* EXCERPTED PASSAGE:
------------------------------------------------------------------------

Hi  Martijn
Could you clarify a little bit what do you mean by:

"The important part to remember is that this
topology is lagging one checkpoint behind in terms of fault-tolerance: it
only receives data once the committer committed"

What are the implications?

Thanks,
Krzysztof Chmielewski

wt., 13 wrz 2022 o 09:57 Yun Gao <yungao...@aliyun.com.invalid> napisał(a):

> Hi,
> Very sorry for the late reply for being in the holiday.
> And also very thanks for the discussion, it also reminds me
> one more background on the change of the GlobalCommitter:
> When we are refactoring the job finish process in FLIP-147 to
> ensures all the records could be committed at the end of bounded
> streaming job, we have to desert the support for the cascade commits,
> which makes the cascade commit of `committer -> global committer` not work
> in all cases.
> For the current issues, one possible alternative option from my side is
> that we
> may support setting the committer parallelism to 1. Could this option
> solves
> the issue in the current scenarios? I'll also have a double check with if
> it could be implemented and the failed tests Krzysztof met.
> Best,
> Yun
> ------------------------------------------------------------------
> From:Steven Wu <stevenz...@gmail.com>
> Send Time:2022 Sep. 10 (Sat.) 11:31
> To:dev <dev@flink.apache.org>
> Cc:Yun Gao <yungao...@aliyun.com>; hililiwei <hilili...@gmail.com>
> Subject:Re: Sink V2 interface replacement for GlobalCommitter
> Martjin, thanks a lot for chiming in!
> Here are my concerns with adding GlobalCommitter in the PostCommitTopology
> 1. when we use TwoPhaseCommittingSink. We would need to create a
> noop/dummy committer. Actual Iceberg/DeltaLake commits happen in the
> PostCommit stage. The PostCommit stage should be doing some work after the
> commit (not for the commit).
> 2. GlobalCommitter is marked as @deprecated. It will be removed at a
> certain point. What then?
> Thanks,
> Steven
> On Fri, Sep 9, 2022 at 1:20 PM Krzysztof Chmielewski <
> krzysiek.chmielew...@gmail.com <mailto:krzysiek.chmielew...@gmail.com >>
> wrote:
> Thanks Martijn,
>  I'm actually trying to run our V1 Delta connector on Flink 1.15 using
>  SinkV1Adapter with GlobalCommitterOperator.

------------------------------------------------------------------------

(Stored data entries)
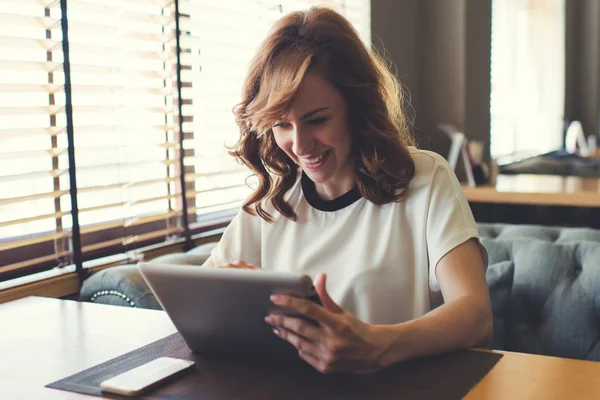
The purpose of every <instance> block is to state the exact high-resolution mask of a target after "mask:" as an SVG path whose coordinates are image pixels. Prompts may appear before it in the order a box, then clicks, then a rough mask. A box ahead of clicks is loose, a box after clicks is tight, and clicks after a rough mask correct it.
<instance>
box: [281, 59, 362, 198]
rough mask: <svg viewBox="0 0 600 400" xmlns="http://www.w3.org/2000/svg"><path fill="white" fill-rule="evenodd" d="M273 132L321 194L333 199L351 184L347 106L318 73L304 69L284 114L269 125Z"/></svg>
mask: <svg viewBox="0 0 600 400" xmlns="http://www.w3.org/2000/svg"><path fill="white" fill-rule="evenodd" d="M273 135H274V137H275V141H276V143H277V145H278V146H279V147H280V148H281V149H282V150H283V151H284V152H285V153H286V154H287V155H288V156H289V157H290V158H291V159H292V160H293V161H294V162H295V163H296V164H298V165H299V166H300V168H302V170H303V171H304V173H306V175H308V177H309V178H310V179H311V180H312V181H313V182H314V183H315V185H316V189H317V193H318V194H319V195H320V196H321V197H322V198H324V199H326V200H331V199H334V198H336V197H339V196H341V195H342V194H344V193H346V192H348V191H349V190H350V189H352V188H353V187H354V186H355V183H356V179H355V176H354V168H353V163H352V158H351V157H350V148H351V134H350V126H349V123H348V106H347V104H346V101H345V100H344V98H343V97H342V96H341V94H340V93H339V92H338V91H337V90H336V89H335V88H334V87H333V85H332V84H331V83H330V82H329V81H328V80H327V79H326V78H325V77H324V76H323V75H322V74H321V73H319V72H316V71H308V72H307V73H306V75H305V76H304V78H303V79H302V82H301V83H300V86H299V87H298V91H297V92H296V95H295V96H294V99H293V101H292V104H291V107H290V110H289V112H288V114H287V115H285V116H283V117H282V118H281V119H280V120H279V121H277V122H276V123H275V125H274V126H273Z"/></svg>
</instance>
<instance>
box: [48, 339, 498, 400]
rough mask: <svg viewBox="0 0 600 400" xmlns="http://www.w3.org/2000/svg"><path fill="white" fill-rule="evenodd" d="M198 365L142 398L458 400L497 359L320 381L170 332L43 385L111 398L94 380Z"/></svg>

------------------------------------------------------------------------

* TASK INSTRUCTIONS:
1 – In the thread, which FLIP does Yun Gao name as the one in which the job finish process was refactored?
2 – Lay out the records from the line containing "</instance>" through the end of the records, inclusive, as a Markdown table with the columns Row and Record line.

* TASK RESPONSES:
1 – FLIP-147

2 –
| Row | Record line |
|---|---|
| 1 | </instance> |
| 2 | <instance> |
| 3 | box: [48, 339, 498, 400] |
| 4 | rough mask: <svg viewBox="0 0 600 400" xmlns="http://www.w3.org/2000/svg"><path fill="white" fill-rule="evenodd" d="M198 365L142 398L458 400L497 359L320 381L170 332L43 385L111 398L94 380Z"/></svg> |